*QUOTED TEXT*:

Add sybilhunter's visualisations to Metrics website

added churn component::metrics/website owner::metrics-team priority::medium severity::normal status::assigned sybilhunter type::enhancement uptime visualization labels

Can you give me a sample input file for the churn values, so that I can write some R/ggplot2 for that?

And can you include a link to the Go code that's supposed to run on the metrics machine?

Here's a CSV file for the churn values: https://nymity.ch/sybilhunting/churn-values/churn-all.csv.bz2 (3.6 MiB). For each flag, there are four columns, two of which are interesting to us: NewFLAG and GoneFLAG. NewFLAG denotes the churn for new relays while GoneFLAG denotes the churn for relays that left the network. If this is difficult to process for you, then I'm happy to change the output format.

The Go code is available here: https://gitweb.torproject.org/user/phw/sybilhunter.git/ Go directly compiles to statically-linked ELF binaries, so we can build a binary somewhere else and then copy it to the metrics machines. To build sybilhunter, run:

go get git.torproject.org/user/phw/sybilhunter.git

To create churn values, run:

sybilhunter -data path/to/collector/archive/ -churn -startdate 2016-06-01 -enddate 2016-06-02 2>/dev/null

Trac:
Cc: karsten to karsten, phw

Hmm, I had some trouble fetching that .csv file. The server seems quite overloaded, and the downloaded file was partially corrupt. But I think I got the overall picture.

However, I noticed that you didn't implement the wide-to-long suggestion I mentioned a few months ago on metrics-team@, and I think that would make the graphing code somewhat easier. How likely is it that you'll find the time to work on that issue?

But we probably shouldn't block on that for putting stuff on Tor Metrics. How's this approach:

We start by adding two new "link" pages to your churn and uptime visualizations. Can you send me text similar to the "oxford-anonymous-internet" link page but for these two new link pages? We'll need this text anyway even when we take the next steps below.
We add a new page type to Metrics called "gallery" which displays image files from a local directory directly on the Tor Metrics site. We need this type anyway for the uptime visualizations even when we replace the churn visualizations by something more interactive below. We'd produce these images exactly how you're currently producing them on your server but on the metrics server. Once we deploy this gallery pages, we'll replace the corresponding link pages, though we'd keep the URLs unchanged.
We write some R/ggplot2 code to make the churn visualizations somewhat more interactive by letting users select start and end date, flag type, and displayed metric (absolute numbers, fractions, etc.).

*MATERIAL PROVIDED*:
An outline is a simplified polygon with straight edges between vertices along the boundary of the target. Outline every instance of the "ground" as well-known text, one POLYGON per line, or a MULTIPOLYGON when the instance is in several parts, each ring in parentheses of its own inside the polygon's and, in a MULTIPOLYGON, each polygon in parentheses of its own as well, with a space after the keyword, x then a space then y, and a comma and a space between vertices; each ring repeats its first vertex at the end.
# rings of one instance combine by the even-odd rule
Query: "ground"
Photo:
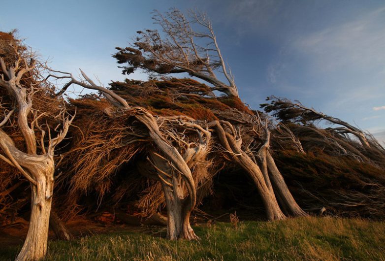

*WHAT YOU SHOULD DO*:
List every command-line option given to sybilhunter in the Metrics website thread's command for creating churn values. The material above comes from a source separate from the thread.

*ANSWER FOR THE TASK*:
-data
-churn
-startdate
-enddate